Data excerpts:

—————

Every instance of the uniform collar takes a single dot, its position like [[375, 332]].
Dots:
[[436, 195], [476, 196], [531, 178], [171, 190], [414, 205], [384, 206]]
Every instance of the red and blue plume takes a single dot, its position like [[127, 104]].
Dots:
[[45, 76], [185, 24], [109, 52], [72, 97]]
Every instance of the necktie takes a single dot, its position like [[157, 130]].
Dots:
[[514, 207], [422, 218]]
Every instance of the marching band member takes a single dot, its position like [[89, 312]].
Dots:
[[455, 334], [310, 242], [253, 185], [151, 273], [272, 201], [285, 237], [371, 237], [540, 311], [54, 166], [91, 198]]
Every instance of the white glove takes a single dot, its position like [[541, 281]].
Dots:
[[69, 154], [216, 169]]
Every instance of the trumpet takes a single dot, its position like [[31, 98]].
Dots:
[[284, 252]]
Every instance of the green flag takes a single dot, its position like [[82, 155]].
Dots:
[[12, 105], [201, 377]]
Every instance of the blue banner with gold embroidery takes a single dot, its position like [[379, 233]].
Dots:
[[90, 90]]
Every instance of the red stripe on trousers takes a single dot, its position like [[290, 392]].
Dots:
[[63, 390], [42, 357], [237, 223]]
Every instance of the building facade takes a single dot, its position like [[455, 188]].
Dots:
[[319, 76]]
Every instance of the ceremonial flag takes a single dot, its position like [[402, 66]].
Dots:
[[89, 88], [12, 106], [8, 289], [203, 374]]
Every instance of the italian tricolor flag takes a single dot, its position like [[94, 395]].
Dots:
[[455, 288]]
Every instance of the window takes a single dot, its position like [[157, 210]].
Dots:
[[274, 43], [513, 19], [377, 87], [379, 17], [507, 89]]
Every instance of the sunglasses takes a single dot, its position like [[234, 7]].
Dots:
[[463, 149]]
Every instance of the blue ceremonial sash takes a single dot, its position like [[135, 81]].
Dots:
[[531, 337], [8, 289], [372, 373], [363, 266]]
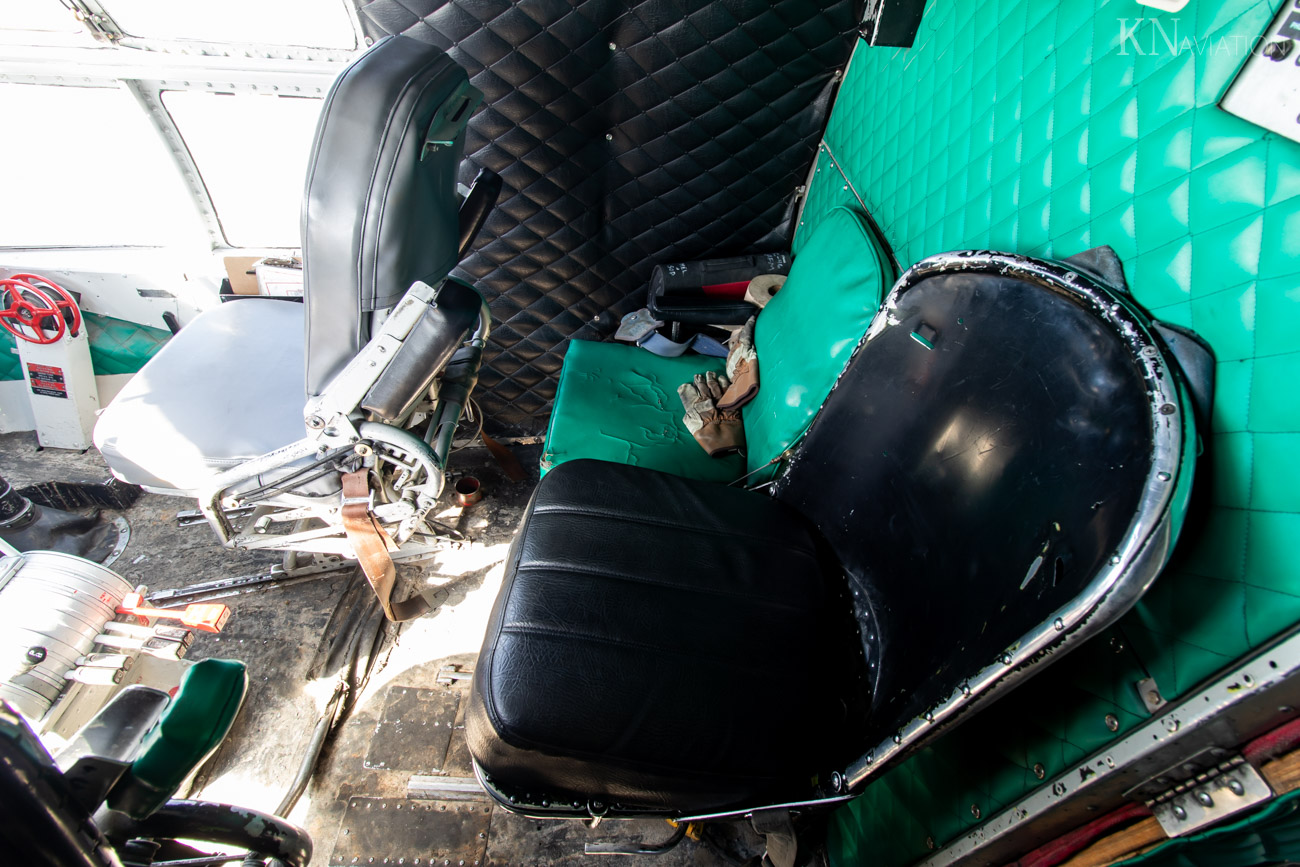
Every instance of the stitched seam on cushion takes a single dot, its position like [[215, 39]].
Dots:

—————

_The problem_
Print the data again, word for word, without any pictures.

_Task result_
Every instance of the uniform collar takes a single dot, its position like [[375, 332]].
Dots:
[[436, 195], [476, 196], [531, 178], [171, 190], [414, 205], [384, 206]]
Every instance of the red and blue plume takes a single dot, its position like [[127, 104]].
Dots:
[[45, 76], [185, 24], [109, 52], [72, 97]]
Every instance of the necktie takes a single dot, its position like [[157, 130]].
Dots:
[[514, 207], [422, 218]]
Every instance of the marching band member takes a single dot, its position like [[89, 312]].
Dots:
[[455, 334], [310, 242], [253, 185], [151, 273], [272, 201], [285, 237], [371, 237], [540, 311], [54, 166], [91, 198]]
Every instance of the white glove takes a single dot, its position like [[541, 281]].
Dots:
[[69, 154], [216, 169]]
Every instance of the trumpet takes a single dot, its position like [[31, 98]].
Dots:
[[284, 252]]
Every instance of the green flag takes a single dot, its position like [[82, 155]].
Dots:
[[12, 105], [201, 377]]
Every instance of the blue banner with gold embroidery takes a single dot, its position like [[379, 233]].
Dots:
[[90, 90]]
Every instance of the red stripe on trousers takes a single dot, its position like [[290, 392]].
Dots:
[[63, 390], [42, 357], [237, 223]]
Every instance of the building facade takes a single dot, its position like [[455, 188]].
Dots:
[[319, 76]]
Every instance of the ceremonial flag takes a single dot, its position like [[402, 66]].
Dots:
[[89, 88], [12, 106], [8, 289], [203, 374]]
Every instance of the italian tricolor flag takes a single dot, its position like [[94, 395]].
Dots:
[[455, 288]]
Every instance of the window takes a single dot, its position like [[157, 210]].
Dots:
[[274, 43], [513, 19], [377, 87], [379, 17], [507, 89]]
Every instance of the sunglasses takes a single dot, its position like [[234, 7]].
Dots:
[[463, 149]]
Every instance of the blue ceremonial sash takes a single dot, its position like [[135, 81]].
Dots:
[[531, 337], [8, 289], [372, 373], [363, 266]]
Every instance of the stitched seam on cushion takes a single dot, its position like [[215, 39]].
Dots:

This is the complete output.